What is required: In the records, find every line with the word "each" and copy it out.

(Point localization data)
┌──

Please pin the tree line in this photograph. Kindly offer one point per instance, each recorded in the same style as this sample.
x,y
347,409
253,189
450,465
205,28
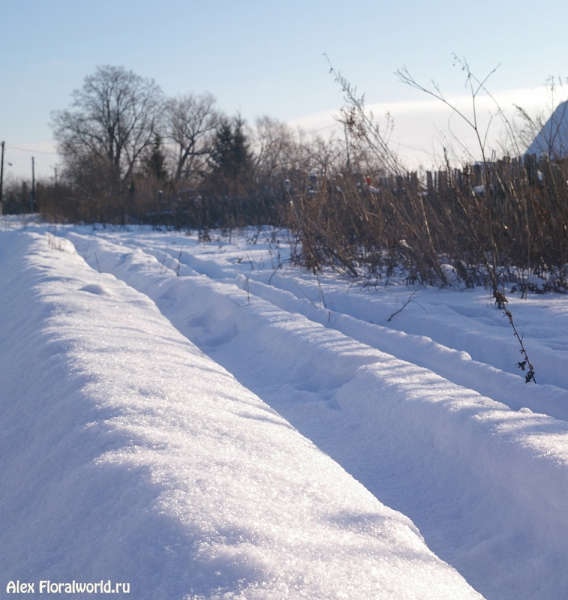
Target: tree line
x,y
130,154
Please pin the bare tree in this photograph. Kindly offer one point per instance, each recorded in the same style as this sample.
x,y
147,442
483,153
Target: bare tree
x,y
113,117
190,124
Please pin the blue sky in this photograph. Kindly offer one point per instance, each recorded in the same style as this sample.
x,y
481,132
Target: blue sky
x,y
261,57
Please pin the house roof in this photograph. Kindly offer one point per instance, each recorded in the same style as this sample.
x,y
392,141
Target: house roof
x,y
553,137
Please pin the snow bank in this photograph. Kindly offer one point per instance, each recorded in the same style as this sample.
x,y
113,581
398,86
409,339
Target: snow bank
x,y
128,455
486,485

└──

Task solution:
Please pin the tree line in this photograph. Kindly offer one point per instance, each recorded in the same style as this sample.
Please pin the bare tree in this photograph. Kindly offer one point per instance, each recorded in the same style as this sample.
Please pin the blue sky in this photograph. Kindly offer one point per instance, each recorded in the same style as this sample.
Please pin the house roof in this photograph. Kindly offer one point per instance, each recorded in the same style as this sample.
Please pin the snow bank in this photograph. Kindly offer one point per instance, each recorded in the same style as this sample.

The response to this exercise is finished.